What to work on -> Reproduce the following listing verbatim, line for line and in full, with no alterations.

Records from a pointing dataset ->
--------
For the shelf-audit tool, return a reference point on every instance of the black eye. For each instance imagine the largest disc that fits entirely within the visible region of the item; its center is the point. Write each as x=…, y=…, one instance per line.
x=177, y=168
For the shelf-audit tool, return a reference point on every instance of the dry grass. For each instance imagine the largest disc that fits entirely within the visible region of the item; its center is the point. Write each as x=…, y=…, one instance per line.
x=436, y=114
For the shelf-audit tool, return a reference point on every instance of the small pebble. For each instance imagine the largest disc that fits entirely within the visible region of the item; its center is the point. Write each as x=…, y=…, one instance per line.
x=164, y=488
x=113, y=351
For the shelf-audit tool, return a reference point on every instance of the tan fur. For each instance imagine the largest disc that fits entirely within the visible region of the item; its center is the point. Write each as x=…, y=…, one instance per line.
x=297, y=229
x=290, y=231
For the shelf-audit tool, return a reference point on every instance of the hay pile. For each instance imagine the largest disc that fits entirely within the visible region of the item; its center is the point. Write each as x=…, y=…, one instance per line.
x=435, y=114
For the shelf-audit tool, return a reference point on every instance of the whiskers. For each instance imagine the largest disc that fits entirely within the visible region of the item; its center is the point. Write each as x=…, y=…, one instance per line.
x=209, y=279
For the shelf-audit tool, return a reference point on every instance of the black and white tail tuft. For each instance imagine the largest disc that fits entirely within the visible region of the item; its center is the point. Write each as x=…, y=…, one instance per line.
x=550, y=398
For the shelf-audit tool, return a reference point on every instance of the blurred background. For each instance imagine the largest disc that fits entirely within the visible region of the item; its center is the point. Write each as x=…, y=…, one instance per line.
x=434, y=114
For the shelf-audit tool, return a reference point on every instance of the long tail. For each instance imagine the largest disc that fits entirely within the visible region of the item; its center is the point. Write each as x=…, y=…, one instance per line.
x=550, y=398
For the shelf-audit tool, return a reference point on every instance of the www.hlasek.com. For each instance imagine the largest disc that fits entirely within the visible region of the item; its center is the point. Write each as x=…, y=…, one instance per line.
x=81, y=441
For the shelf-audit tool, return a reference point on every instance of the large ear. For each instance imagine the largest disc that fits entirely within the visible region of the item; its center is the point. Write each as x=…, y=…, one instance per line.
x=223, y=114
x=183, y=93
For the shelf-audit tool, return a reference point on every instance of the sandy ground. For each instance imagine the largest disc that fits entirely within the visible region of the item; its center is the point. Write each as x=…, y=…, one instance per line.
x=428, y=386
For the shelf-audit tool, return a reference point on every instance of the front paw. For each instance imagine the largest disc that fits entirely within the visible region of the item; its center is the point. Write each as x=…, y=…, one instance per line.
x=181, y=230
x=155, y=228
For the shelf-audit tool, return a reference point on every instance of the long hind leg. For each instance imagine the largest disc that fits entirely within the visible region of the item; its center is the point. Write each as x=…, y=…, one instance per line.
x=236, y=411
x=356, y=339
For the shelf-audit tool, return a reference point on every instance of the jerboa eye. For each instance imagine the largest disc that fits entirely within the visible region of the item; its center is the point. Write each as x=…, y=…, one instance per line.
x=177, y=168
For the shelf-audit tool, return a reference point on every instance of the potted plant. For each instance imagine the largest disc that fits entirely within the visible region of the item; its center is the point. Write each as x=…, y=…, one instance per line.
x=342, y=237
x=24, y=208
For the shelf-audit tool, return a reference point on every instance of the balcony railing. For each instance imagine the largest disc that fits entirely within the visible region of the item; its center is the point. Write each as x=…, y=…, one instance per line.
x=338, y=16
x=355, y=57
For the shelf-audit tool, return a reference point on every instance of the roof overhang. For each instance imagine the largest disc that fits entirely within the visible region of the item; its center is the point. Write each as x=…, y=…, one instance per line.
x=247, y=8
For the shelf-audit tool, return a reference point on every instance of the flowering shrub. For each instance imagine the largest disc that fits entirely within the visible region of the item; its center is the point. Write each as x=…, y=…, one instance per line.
--------
Exercise answer ->
For the shelf-audit tool, return a reference point on every instance of the black eye. For each instance imagine the largest disc that fits entirely within the visible region of the item; its center is the point. Write each as x=…, y=…, one instance per line.
x=177, y=168
For the shelf-audit tool, return a reference point on every instance of the dry grass. For each instance imagine the largest disc that fits entirely within the visible region of the item; its center is the point. Write each as x=…, y=…, one instance per line.
x=436, y=114
For the shelf-audit tool, return a reference point on every instance of the small pebble. For each instance imagine the largest disc that fits entirely within the visible region of the item; its center is the point. Write each as x=…, y=…, one instance per line.
x=164, y=488
x=113, y=351
For the shelf-audit tool, return a reference point on every instance of the tan fur. For each instance imagine the largest disc that fits entirely within the visible region of the item; its center is the point. Write each as x=…, y=…, one instance per line.
x=297, y=229
x=290, y=231
For the shelf-audit tool, return a reference point on every instance of the hay pile. For each instance imagine the largest disc that fits entirely within the visible region of the item; its center is the point. Write each as x=…, y=…, one instance per line.
x=435, y=114
For the shelf-audit tool, return a reference point on every instance of the whiskers. For each instance imagine the largest disc that fits entirely within the visible region of the item; its center is the point. Write each as x=…, y=…, one instance per line.
x=209, y=279
For the shelf-audit tool, return a reference point on every instance of the black and white tail tuft. For each instance imagine the largest disc that fits entirely within the visible region of the item; its center is the point. Write each as x=…, y=…, one instance per line.
x=550, y=398
For the shelf-audit tool, return a reference point on every instance of the blurred background. For each instance imagine the largest disc that fits entirely within the visible region of the item; its center is the point. Write each as x=…, y=…, one instance per line.
x=434, y=114
For the shelf-audit tool, return a reference point on every instance of the long tail. For each instance imagine the largest disc that fits entirely within the visible region of the item; its center is the point. Write each as x=…, y=…, one instance per line.
x=550, y=398
For the shelf-audit tool, return a reference point on every instance of the www.hlasek.com. For each instance imagine the largest disc that fits entirely within the visible region of the item; its center is the point. Write each as x=…, y=…, one instance per line.
x=81, y=441
For the shelf-audit tool, return a reference point on every instance of the large ear. For each instance imagine the largest disc that fits entirely within the visible region of the item; its center is the point. Write each as x=…, y=…, one instance per line.
x=223, y=114
x=183, y=93
For the shelf-audit tool, return a reference point on every instance of the sandy ground. For each instance imagine the largest disc that fits entirely within the visible region of the item; its center is the point. Write each as x=…, y=…, one instance per line.
x=428, y=386
For the shelf-audit tool, return a reference point on every instance of the front paw. For each instance imagine the largest disc that fits entirely within the visible region of the item; its center is the point. Write each as x=…, y=…, one instance per line.
x=181, y=230
x=155, y=228
For the shelf-audit tool, return a reference point on every instance of the long hind leg. For each instance imagine the largest disc that fits entirely within the visible region of the item; its center is the point. Write each as x=…, y=…, one instance per line.
x=236, y=411
x=356, y=339
For the shelf-audit tool, return a reference point on every instance of the jerboa eye. For each instance imagine the largest disc that fits entirely within the visible region of the item; its center is the point. Write each as x=…, y=…, one instance per line.
x=177, y=168
For the shelf-audit tool, return a reference point on every instance of the potted plant. For each instance imagine the largest disc that fits entirely within the visible region of the item; its center is the point. Write each as x=…, y=…, one instance per line.
x=342, y=237
x=24, y=208
For the shelf-audit tool, return a reference point on every instance of the balcony railing. For each instance imagine the largest disc that fits entirely within the visible region of the item; its center is the point. Write each as x=…, y=…, one instance per line.
x=338, y=16
x=355, y=57
For the shelf-audit tool, return a reference point on every instance of the roof overhang. For each instance imagine the largest disc that fits entirely within the visible region of the item; its center is the point. Write each as x=…, y=…, one instance per line.
x=247, y=8
For the shelf-audit tool, return a reference point on every instance of the flowering shrub. For each instance imagine the largest disc that fits entirely within the visible region of the item; its center is the point. Write each as x=…, y=…, one instance per line.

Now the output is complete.